── Reading text

So I guess it's tolerable if I make a comment: )

I've checked out the "mh-state-dev" branch of
<https://github.com/secure-migration/resume-from-efi-edk2.git>. It has
80 commits on top of edk2 master (base commit: d5339c04d7cd,
"UefiCpuPkg/MpInitLib: Add missing explicit PcdLib dependency",
2020-04-23).

These commits were authored over the 6-7 months since April. It's
obviously huge work. To me, most of these commits clearly aim at getting
the demo / proof-of-concept functional, rather than guiding (more
precisely: hand-holding) reviewers through the construction of the feature.

In my opinion, the series is not upstreamable in its current format
(which is presently not much more readable than a single-commit code
drop). Upstreaming is probably not your intent, either, at this time.

I agree that getting feedback ("buy-in") at this level of maturity is
justified from your POV, before you invest more work into cleaning up /
restructuring the series.

My problem is that "hand-holding" is exactly what I'd need -- I cannot
dedicate one or two weeks, as an indivisible block, to understanding
your design. Nor can I approach the series patch-wise in its current
format. Personally I would need the patch series to lead me through the
whole design with baby steps ("ELI5"), meaning small code changes and
detailed commit messages. I'd *also* need the more comprehensive
guide-like documentation, as background material.

────
── Collected data

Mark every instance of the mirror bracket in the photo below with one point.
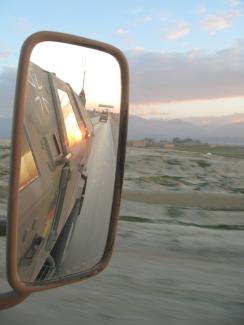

────

» **Problems and tasks**:
[A] Check these statements against the edk2 branch review and, for each one, answer yes or no, quoting the words that decide it: (i) The branch adds 80 commits on top of edk2 master. (ii) The writer can set aside one or two weeks in a single stretch to understand the design. (iii) The writer thinks the series could be upstreamed as it stands now.
[B] Write what comes next in the edk2 branch review, picking up right after its last sentence.

» **Answers per task**:
[A]
(i) Yes: "It has 80 commits on top of edk2 master"
(ii) No: "I cannot dedicate one or two weeks, as an indivisible block, to understanding your design"
(iii) No: "In my opinion, the series is not upstreamable in its current format"

[B]
Furthermore, I don't have an environment where I can test this
proof-of-concept (and provide you with further incentive for cleaning up
the series, by reporting success).

So I hope others can spend the time discussing the design with you, and
testing / repeating the demo. For me to review the patches, the patches
should condense and replay your thinking process from the last 7 months,
in as small as possible logical steps. (On the list.)

I really don't want to be the bottleneck here, which is why I would
support introducing this feature as a separate top-level package
(AmdSevPkg).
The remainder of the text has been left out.